*** Begin section ***

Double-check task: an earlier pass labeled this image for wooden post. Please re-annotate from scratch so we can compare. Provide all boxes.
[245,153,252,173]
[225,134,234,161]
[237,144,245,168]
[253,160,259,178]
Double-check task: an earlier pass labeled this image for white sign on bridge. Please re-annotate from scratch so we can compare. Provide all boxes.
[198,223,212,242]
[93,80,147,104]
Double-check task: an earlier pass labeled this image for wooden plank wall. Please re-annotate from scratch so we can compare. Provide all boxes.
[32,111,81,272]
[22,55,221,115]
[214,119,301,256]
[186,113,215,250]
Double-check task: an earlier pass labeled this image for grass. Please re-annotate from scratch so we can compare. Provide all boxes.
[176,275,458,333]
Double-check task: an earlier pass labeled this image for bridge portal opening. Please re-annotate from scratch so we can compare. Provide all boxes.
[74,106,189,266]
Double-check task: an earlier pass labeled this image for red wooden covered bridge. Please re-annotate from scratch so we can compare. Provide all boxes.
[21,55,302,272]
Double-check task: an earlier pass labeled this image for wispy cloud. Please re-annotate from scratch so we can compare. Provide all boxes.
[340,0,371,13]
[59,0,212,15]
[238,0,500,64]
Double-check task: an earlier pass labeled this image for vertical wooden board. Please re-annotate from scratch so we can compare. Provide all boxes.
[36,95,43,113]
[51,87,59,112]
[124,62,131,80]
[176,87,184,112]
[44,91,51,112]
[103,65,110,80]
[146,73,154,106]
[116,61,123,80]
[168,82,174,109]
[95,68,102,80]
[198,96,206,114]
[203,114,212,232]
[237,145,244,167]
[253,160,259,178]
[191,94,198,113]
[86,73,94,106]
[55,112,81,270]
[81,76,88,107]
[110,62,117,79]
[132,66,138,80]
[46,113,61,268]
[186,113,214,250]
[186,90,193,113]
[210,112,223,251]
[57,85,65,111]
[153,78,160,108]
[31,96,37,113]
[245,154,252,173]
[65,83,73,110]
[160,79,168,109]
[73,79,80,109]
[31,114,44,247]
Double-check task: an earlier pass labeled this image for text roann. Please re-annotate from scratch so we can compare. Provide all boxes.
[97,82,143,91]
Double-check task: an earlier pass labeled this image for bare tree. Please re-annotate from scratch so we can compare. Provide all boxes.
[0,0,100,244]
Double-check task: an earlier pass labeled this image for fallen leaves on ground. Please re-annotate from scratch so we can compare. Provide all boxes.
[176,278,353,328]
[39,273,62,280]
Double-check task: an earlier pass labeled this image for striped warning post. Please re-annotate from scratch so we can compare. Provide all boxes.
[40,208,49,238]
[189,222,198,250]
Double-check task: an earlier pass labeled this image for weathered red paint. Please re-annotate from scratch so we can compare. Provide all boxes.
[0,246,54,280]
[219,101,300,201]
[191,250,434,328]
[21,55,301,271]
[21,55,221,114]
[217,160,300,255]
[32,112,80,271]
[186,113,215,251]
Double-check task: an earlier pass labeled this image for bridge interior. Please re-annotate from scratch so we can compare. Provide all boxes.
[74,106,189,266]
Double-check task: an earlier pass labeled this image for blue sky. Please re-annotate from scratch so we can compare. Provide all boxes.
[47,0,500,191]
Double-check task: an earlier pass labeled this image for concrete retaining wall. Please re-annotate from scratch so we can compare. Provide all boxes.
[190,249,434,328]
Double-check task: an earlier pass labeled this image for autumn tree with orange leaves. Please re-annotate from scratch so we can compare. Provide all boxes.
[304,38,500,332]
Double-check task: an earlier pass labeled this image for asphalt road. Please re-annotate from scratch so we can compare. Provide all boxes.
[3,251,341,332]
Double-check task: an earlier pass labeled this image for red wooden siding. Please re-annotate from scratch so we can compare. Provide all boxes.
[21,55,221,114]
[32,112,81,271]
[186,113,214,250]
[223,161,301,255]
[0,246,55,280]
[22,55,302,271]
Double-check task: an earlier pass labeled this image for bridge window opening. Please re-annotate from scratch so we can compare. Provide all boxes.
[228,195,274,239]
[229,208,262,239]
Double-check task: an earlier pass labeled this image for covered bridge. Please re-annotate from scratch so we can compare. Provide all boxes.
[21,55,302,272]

*** End section ***

**Activity:**
The records above are to be written out again word for word.

**Answer for the task:**
Double-check task: an earlier pass labeled this image for wooden post. Please re-annotate from scratch so we can compare. Provide all boxes.
[245,153,252,173]
[225,134,234,161]
[237,144,245,168]
[253,160,259,178]
Double-check task: an earlier pass labeled this image for white sign on bridge. Please re-annotate from scratch so we can compare. Provide all boxes.
[198,223,212,242]
[93,80,147,104]
Double-check task: an earlier pass labeled this image for wooden plank wall. Please re-annotate from scratch so we can compare. Provide all boxes.
[32,111,81,272]
[22,55,221,115]
[214,119,301,256]
[186,113,215,250]
Double-check task: an earlier pass labeled this image for grass. Please re-annotate from scratch so we can compare. Provide all boxes.
[176,275,458,333]
Double-check task: an earlier pass labeled this image for bridge portal opening. Please re-annotate from scratch so we can compare. Provide all boxes.
[74,106,189,266]
Double-check task: an earlier pass labeled this image for red wooden covered bridge. Please re-annotate from scratch so we can compare. Provide all boxes.
[21,55,302,272]
Double-check task: an earlier pass labeled this image for wispy cloud. Please re-annotate from scratch so we can compare. Provide all boxes.
[340,0,371,13]
[59,0,212,15]
[238,0,500,64]
Double-check task: an earlier pass labeled this image for vertical wooden board. Please re-annotate from scratch so we can compare. Provide all boxes.
[36,95,43,113]
[51,87,59,112]
[124,62,131,80]
[176,87,184,112]
[44,91,51,112]
[103,65,110,80]
[146,73,154,106]
[116,61,123,80]
[168,82,174,109]
[95,68,102,80]
[198,96,206,114]
[203,114,212,232]
[237,145,244,167]
[253,160,259,178]
[191,94,198,113]
[86,73,94,106]
[55,112,81,270]
[81,76,88,107]
[110,62,117,79]
[132,66,138,80]
[46,113,61,268]
[186,113,214,250]
[186,90,193,113]
[210,112,223,251]
[57,85,65,111]
[153,78,160,108]
[31,96,37,113]
[245,154,252,173]
[65,83,73,110]
[160,79,168,109]
[73,79,80,109]
[31,114,44,247]
Double-check task: an earlier pass labeled this image for text roann. Please re-annotate from scratch so we can compare. Provide all boxes.
[97,82,143,91]
Double-check task: an earlier pass labeled this image for bare tree. Please re-annotate from scratch so we can compare. Provide all boxes.
[0,0,100,244]
Double-check task: an earlier pass labeled this image for fallen leaves on ground. Please re-annotate from scratch so we can compare. Provide all boxes.
[176,278,353,328]
[39,273,62,280]
Double-check task: an earlier pass labeled this image for striped warning post. Please re-annotate from scratch so we can compare. Provide all boxes.
[40,208,49,238]
[189,222,198,250]
Double-check task: an earlier pass labeled this image for weathered red paint. Please re-annotate from scratch so we can compare. Provide all boxes.
[0,246,54,280]
[219,101,300,201]
[191,250,434,328]
[21,55,301,271]
[21,55,221,114]
[217,160,300,255]
[32,112,80,271]
[186,113,215,251]
Double-check task: an earlier pass labeled this image for bridge interior. Please re-annotate from scratch so we can compare. Provide all boxes.
[74,106,189,266]
Double-check task: an earlier pass labeled this image for blue sky. Please re-annotate from scratch so we can compare. Provide all boxes.
[47,0,500,191]
Double-check task: an earlier pass labeled this image for concrete retaining wall. Please re-annotate from scratch so we can compare. Provide all boxes.
[190,249,434,328]
Double-check task: an earlier pass labeled this image for autumn tree with orange leaves. Please re-annotate from scratch so we can compare. Provide all boxes.
[304,38,500,332]
Double-check task: an earlier pass labeled this image for asphalt road. Please re-annotate from scratch so we can compare. Provide all boxes.
[3,251,341,332]
Double-check task: an earlier pass labeled this image for red wooden siding. Please re-annotate from scratch so we can compare. Provide all boxes.
[21,55,221,114]
[32,112,81,271]
[186,113,214,250]
[223,161,301,255]
[0,246,55,280]
[22,55,302,271]
Double-check task: an earlier pass labeled this image for bridge window opening. Please re-annotate from scratch so we can compare. Provide all boxes.
[228,195,274,239]
[229,208,262,239]
Double-check task: an earlier pass labeled this image for covered bridge. Please re-annotate from scratch so we can compare. Provide all boxes.
[21,55,302,272]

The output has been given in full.